Cuando estuve en Madrid por primera vez, en 1920, me acercaba a veces al Senado, que era entonces la Alta Cámara de la monarquía constitucional. Era una institución muy atildada, llena de personajes impresionantes: obispos, arzobispos, generales, condes, duques, barones, marqueses, grandes propietarios, banqueros, financieros, ex embajadores, altos funcionarios, etc., y los senadores electos que en definitiva eran, por discreción, los más adaptados al tono general de la casa. Todos tenían una elevadísima categoría; la mayoría era gente de venerable ancianidad, algunos eran muy conocidos, muchos creían que el recuerdo histórico que quedaría de ellos sería indeleble, y todos, que el vacío que dejarían con su marcha no lo podría llenar nadie por muchos años que pasasen. Era un establecimiento callado, discreto, de absoluta respetabilidad, muy envarado, aunque en ocasiones se produjesen allí piezas oratorias más bien saladas y poco convencionales. Casi todos lucían barba, unas barbas bien cuidadas pero que les hacían representar más años de los que seguramente tenían. Algunos eran achacosos, otros mostraban buena presencia y acudían allí enjoyados, muchos llevaban bastones magníficos; el sombrero de la casa era el sombrero de copa alta. Lo que solían decir era inefable.
En un momento determinado, hacia el final de la tarde, aquellos señores, que casi todos eran amigos, se hacían una señal, se ponían el sombrero de copa, salían del hemiciclo de dos en dos y uno decía al otro:
–Sí, vamos a tomar una taza de caldo.
Iban a tomar una taza de caldo con lunas –esas lunas de la grasa de las gallinas–, porque el caldo del Senado tenía reputación de ser el mejor que se hacía en España y uno de los más respetables que se podían obtener en cualquier parte del mundo. El caldo de los mejores restaurantes del país, de Madrid o de Barcelona, era tenido en bien poco si se comparaba con el del Senado. Era éste un dogma de la casa, un dogma real e incuestionable. Aquellos señores tomaban su caldo muy poco a poco, con el borde de los labios, y lo degustaban con gran interés. A tales horas el estómago de aquellos señores estaba agrio, triste y crepuscular, y la presencia del líquido los entonaba. El caldo presentaba unas lunas amarillentas, grandes, redondas y flotantes. Nunca más he visto, en ninguna otra parte, unas lunas comparables. Cuando la taza se había agotado, los senadores volvían al salón de sesiones, ocupaban su escaño personal y parecían escuchar con interés un discurso considerable, o iban a la reunión de una comisión, o prestaban la debida atención a la lectura de un documento largo, difuso y seguramente aproximado. Aquellas tazas de caldo tenían la virtud de resucitar un poco cada día a aquellos venerables padres de la patria, de salud tan delicada.

[Entradas guardadas]
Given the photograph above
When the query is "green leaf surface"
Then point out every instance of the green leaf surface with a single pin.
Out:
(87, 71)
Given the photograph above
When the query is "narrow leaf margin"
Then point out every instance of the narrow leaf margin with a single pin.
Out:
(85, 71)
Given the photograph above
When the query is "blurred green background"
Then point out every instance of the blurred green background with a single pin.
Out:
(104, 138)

...

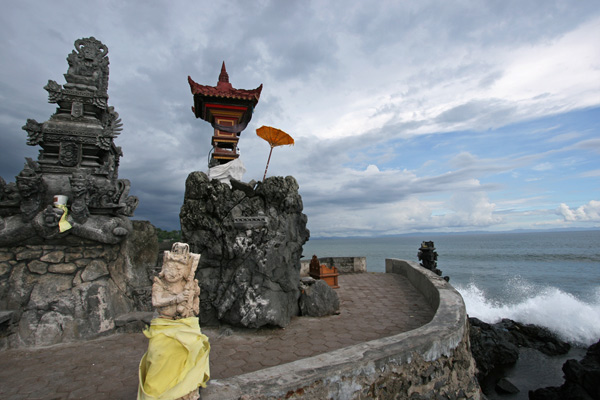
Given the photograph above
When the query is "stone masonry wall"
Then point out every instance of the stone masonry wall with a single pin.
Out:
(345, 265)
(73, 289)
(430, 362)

--

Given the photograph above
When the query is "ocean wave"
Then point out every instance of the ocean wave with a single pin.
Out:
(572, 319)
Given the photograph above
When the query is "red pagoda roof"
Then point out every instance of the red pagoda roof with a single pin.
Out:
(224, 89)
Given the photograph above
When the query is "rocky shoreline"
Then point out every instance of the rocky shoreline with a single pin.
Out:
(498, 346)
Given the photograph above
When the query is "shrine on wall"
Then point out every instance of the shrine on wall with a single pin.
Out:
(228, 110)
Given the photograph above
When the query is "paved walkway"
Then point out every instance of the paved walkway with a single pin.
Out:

| Tareas a realizar |
[A] Transcribe del texto sobre el caldo del Senado el pasaje que va desde "En un momento" hasta "taza de caldo.", ambos incluidos.
[B] Prosigue el texto sobre el caldo del Senado a partir de su última frase.

| Respuestas numeradas |
[A]
En un momento determinado, hacia el final de la tarde, aquellos señores, que casi todos eran amigos, se hacían una señal, se ponían el sombrero de copa, salían del hemiciclo de dos en dos y uno decía al otro:
–Sí, vamos a tomar una taza de caldo.

[B]
La ciencia médica moderna ha destruido, por lo que veo, la teoría del cocido. Si quieren crecer, las criaturas han de comer platos de arroz hervido y buenos trozos de carne a la brasa. Los adultos tendrían que hacer lo mismo, sería lo más conveniente y eficaz. La poule au pot, el célebre caldo de gallina tan exaltado por Enrique IV de Francia, es un brebaje, según los facultativos, insustancial y melancólico. El cocido propiamente dicho carece de realidad auténtica, es un plato devastado. Todo en él tiene el mismo gusto, el mismo gusto insustancial. Yo siempre he creído en la verdad científica, en el supuesto de que la medicina sea una ciencia, que no lo es. Por otro lado, las señoras no tienen tiempo de cocinar, están atareadas, no están para estas cosas... Pues sí, cuando pienso en los cocidos que se comían en las grandes masías de Collsacabra, en la época del general Savalls, unos pucheros en los que abundaban los productos del cerdo, quedo deslumbrado.